─── RECORDS SHOWN ───

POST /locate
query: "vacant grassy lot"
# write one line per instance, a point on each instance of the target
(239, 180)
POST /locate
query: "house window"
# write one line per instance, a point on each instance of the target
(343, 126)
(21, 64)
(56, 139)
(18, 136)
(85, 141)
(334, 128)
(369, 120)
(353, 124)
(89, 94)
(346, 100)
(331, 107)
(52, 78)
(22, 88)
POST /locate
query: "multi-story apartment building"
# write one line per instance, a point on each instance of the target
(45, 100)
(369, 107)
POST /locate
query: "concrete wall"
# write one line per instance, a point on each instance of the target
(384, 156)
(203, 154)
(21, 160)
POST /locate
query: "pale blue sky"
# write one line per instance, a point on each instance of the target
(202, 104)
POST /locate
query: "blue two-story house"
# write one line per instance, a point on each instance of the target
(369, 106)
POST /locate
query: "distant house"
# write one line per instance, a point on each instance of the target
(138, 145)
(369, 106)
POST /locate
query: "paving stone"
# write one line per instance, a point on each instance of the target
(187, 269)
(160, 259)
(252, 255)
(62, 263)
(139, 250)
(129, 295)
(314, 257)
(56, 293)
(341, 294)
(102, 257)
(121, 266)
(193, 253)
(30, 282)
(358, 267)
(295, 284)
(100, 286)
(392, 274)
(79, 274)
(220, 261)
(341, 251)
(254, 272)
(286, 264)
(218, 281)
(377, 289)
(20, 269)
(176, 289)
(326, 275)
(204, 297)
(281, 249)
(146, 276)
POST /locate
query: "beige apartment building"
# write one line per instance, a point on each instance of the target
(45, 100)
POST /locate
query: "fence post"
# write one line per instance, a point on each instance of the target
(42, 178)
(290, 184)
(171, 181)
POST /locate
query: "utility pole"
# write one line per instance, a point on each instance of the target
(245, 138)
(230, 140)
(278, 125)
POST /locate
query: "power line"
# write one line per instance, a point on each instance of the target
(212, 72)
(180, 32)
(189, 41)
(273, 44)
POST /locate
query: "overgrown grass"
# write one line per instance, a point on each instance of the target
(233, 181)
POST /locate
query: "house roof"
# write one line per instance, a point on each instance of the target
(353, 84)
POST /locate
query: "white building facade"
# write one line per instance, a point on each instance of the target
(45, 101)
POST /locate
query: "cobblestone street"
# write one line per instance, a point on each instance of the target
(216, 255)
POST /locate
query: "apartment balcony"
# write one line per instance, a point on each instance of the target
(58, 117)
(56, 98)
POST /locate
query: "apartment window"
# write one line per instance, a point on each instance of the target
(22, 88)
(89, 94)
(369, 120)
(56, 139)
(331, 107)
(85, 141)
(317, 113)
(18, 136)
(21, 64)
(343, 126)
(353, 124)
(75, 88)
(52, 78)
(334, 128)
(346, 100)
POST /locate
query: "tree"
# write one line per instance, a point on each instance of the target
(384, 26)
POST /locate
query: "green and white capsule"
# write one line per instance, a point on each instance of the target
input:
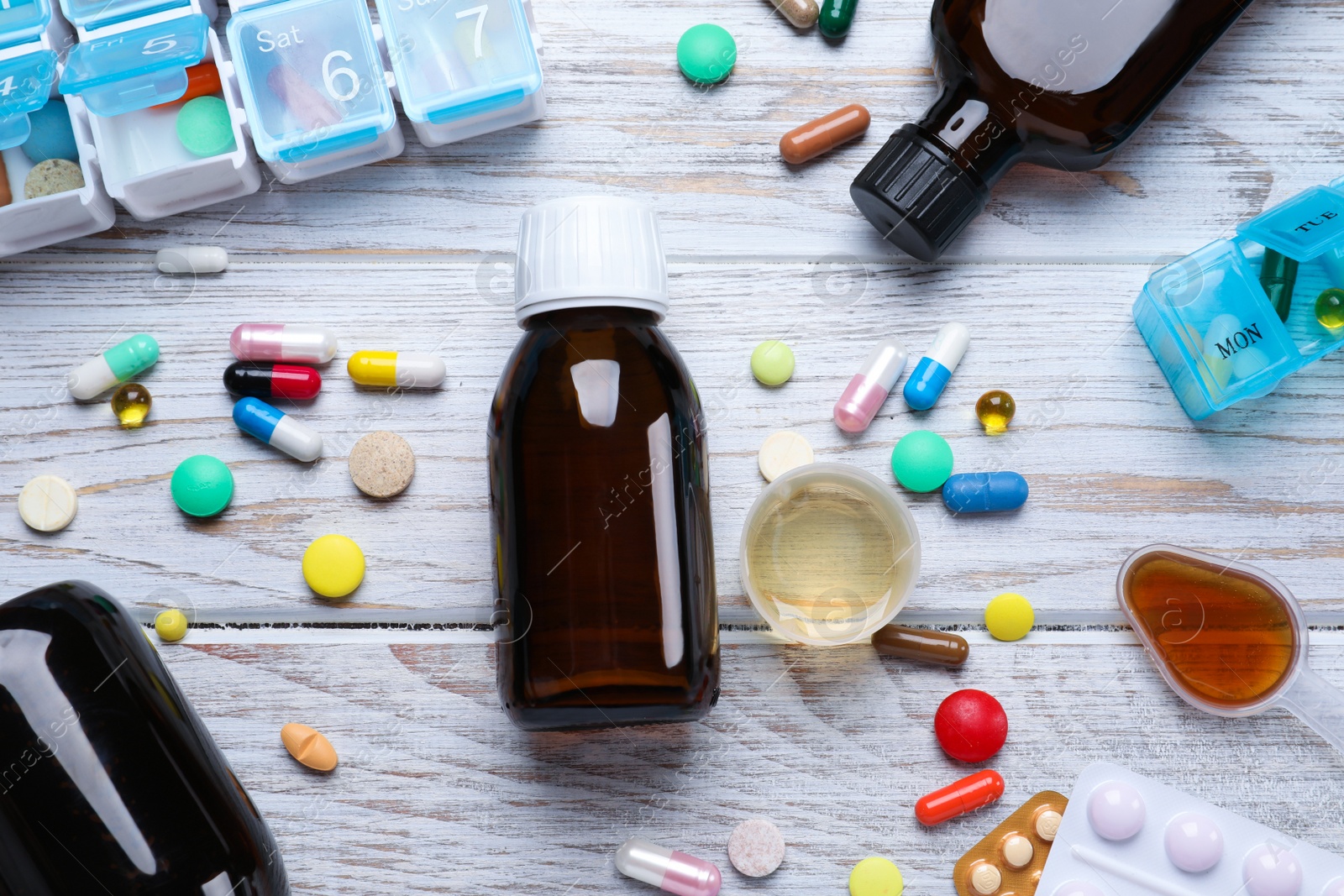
(118, 364)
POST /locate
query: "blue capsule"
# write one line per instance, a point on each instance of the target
(984, 492)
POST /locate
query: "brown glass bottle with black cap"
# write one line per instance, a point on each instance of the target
(1059, 83)
(600, 492)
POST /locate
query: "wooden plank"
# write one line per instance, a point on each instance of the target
(1256, 123)
(1113, 461)
(438, 793)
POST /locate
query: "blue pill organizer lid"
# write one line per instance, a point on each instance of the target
(311, 76)
(24, 86)
(134, 69)
(1210, 322)
(24, 20)
(460, 58)
(100, 13)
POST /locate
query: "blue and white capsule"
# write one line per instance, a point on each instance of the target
(936, 367)
(277, 429)
(984, 492)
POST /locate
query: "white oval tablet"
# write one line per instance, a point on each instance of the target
(47, 504)
(192, 259)
(781, 453)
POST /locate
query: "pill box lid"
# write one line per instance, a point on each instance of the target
(30, 85)
(24, 20)
(333, 69)
(456, 60)
(1301, 228)
(136, 69)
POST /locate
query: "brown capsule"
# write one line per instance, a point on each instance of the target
(826, 134)
(941, 647)
(801, 13)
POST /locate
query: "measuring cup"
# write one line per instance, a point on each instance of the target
(1227, 637)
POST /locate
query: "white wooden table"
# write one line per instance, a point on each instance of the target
(437, 792)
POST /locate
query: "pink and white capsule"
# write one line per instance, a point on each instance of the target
(869, 389)
(291, 343)
(669, 871)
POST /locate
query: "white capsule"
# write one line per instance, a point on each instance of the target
(296, 439)
(293, 343)
(192, 259)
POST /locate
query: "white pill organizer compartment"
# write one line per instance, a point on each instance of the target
(464, 67)
(1210, 322)
(1124, 835)
(313, 86)
(30, 36)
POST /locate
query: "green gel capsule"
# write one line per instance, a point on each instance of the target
(837, 18)
(1278, 275)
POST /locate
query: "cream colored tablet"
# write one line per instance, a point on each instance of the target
(781, 453)
(47, 504)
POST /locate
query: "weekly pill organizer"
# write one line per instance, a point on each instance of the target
(308, 86)
(1120, 848)
(1210, 322)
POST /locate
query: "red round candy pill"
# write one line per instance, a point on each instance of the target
(971, 726)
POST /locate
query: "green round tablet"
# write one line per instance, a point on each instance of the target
(202, 485)
(706, 54)
(205, 127)
(921, 461)
(772, 363)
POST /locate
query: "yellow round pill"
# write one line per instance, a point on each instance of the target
(1010, 617)
(875, 876)
(171, 625)
(333, 566)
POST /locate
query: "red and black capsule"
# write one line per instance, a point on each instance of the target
(273, 380)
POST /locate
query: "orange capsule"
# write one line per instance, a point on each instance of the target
(823, 134)
(960, 797)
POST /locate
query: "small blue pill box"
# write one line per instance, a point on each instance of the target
(1210, 324)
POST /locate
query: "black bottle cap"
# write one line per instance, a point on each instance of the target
(917, 195)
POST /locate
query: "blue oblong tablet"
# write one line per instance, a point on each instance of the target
(984, 492)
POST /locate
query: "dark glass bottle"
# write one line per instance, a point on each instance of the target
(111, 782)
(1054, 82)
(600, 490)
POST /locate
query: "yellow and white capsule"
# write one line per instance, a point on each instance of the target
(405, 369)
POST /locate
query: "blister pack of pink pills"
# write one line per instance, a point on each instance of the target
(1126, 835)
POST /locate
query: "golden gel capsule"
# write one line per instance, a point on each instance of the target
(389, 369)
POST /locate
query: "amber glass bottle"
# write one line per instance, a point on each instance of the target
(1054, 82)
(600, 485)
(112, 782)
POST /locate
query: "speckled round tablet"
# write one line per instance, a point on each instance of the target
(382, 465)
(205, 127)
(756, 848)
(50, 177)
(47, 504)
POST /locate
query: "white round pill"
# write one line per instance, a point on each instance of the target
(47, 504)
(756, 848)
(1018, 851)
(781, 453)
(985, 879)
(192, 259)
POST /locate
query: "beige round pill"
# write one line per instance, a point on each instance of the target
(47, 504)
(382, 465)
(1018, 851)
(756, 848)
(308, 746)
(781, 453)
(985, 879)
(1047, 824)
(50, 177)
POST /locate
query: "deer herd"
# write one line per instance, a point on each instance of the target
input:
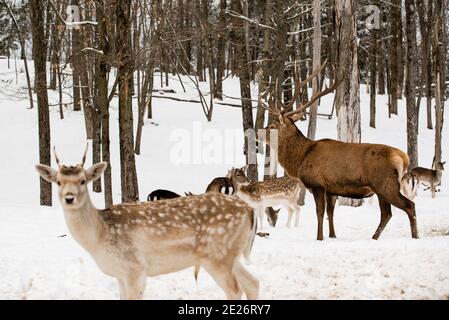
(169, 232)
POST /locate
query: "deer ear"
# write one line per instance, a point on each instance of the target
(46, 172)
(281, 120)
(95, 172)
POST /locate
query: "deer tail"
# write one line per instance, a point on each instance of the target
(195, 273)
(249, 244)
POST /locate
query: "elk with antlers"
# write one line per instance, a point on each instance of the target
(135, 240)
(330, 168)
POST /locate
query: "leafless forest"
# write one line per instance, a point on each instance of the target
(397, 48)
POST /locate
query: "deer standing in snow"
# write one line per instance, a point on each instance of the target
(132, 241)
(161, 194)
(263, 194)
(330, 168)
(222, 185)
(430, 177)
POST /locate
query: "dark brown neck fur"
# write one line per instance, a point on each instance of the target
(293, 148)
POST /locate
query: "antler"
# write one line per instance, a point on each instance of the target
(303, 83)
(276, 110)
(83, 161)
(315, 97)
(56, 157)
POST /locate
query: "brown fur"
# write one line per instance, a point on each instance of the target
(430, 177)
(135, 240)
(330, 168)
(219, 183)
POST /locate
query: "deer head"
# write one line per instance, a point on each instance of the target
(238, 176)
(72, 181)
(284, 122)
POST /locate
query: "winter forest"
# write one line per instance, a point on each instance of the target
(212, 149)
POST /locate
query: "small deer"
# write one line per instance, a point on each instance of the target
(222, 185)
(132, 241)
(432, 178)
(330, 168)
(263, 194)
(161, 194)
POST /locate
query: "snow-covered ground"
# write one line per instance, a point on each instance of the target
(37, 263)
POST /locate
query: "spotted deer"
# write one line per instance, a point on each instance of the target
(161, 194)
(263, 194)
(132, 241)
(432, 178)
(222, 185)
(330, 168)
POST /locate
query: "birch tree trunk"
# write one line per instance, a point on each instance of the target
(130, 191)
(411, 83)
(37, 9)
(316, 64)
(348, 93)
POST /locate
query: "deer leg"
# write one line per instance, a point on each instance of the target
(330, 206)
(408, 206)
(290, 214)
(121, 287)
(261, 212)
(135, 285)
(225, 279)
(296, 209)
(319, 204)
(385, 216)
(248, 283)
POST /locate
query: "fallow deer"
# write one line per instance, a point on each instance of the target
(330, 168)
(430, 177)
(222, 185)
(132, 241)
(161, 194)
(263, 194)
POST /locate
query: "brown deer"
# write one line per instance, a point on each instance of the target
(260, 195)
(132, 241)
(430, 177)
(330, 168)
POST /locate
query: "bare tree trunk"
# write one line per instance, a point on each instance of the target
(373, 76)
(76, 63)
(129, 184)
(348, 94)
(426, 65)
(438, 53)
(316, 64)
(245, 89)
(395, 53)
(22, 52)
(221, 47)
(37, 9)
(411, 83)
(102, 100)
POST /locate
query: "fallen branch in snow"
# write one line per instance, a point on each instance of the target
(93, 50)
(197, 101)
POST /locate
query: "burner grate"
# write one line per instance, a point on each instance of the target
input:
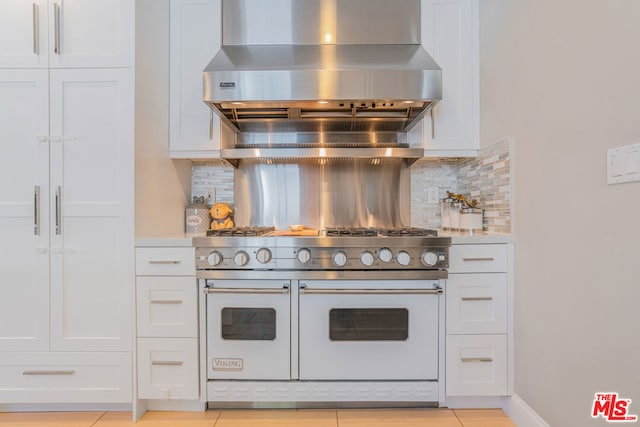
(406, 231)
(355, 232)
(240, 231)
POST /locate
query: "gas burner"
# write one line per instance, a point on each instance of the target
(240, 231)
(405, 231)
(355, 232)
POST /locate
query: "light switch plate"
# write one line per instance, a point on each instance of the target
(623, 164)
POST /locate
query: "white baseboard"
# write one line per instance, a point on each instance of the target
(176, 405)
(64, 407)
(521, 413)
(476, 402)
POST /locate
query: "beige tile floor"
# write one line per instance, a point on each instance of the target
(267, 418)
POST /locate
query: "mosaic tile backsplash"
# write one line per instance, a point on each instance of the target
(486, 178)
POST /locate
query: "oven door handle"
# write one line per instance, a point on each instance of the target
(306, 291)
(283, 290)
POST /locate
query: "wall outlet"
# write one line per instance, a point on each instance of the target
(211, 196)
(623, 164)
(433, 195)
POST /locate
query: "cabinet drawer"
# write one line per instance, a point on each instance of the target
(477, 303)
(478, 259)
(165, 262)
(476, 365)
(65, 377)
(167, 306)
(168, 368)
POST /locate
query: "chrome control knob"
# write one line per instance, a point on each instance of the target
(403, 258)
(339, 258)
(367, 258)
(385, 255)
(263, 255)
(429, 258)
(241, 258)
(304, 255)
(215, 258)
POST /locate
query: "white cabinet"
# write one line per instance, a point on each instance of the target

───

• WHAT YOU NEED TO DO: From the listing above, copy out only the lines that contain the word "black".

• WRITTEN SOLUTION:
query: "brown glass bottle with black cap"
query: "red and black capsule"
query: "black bottle cap"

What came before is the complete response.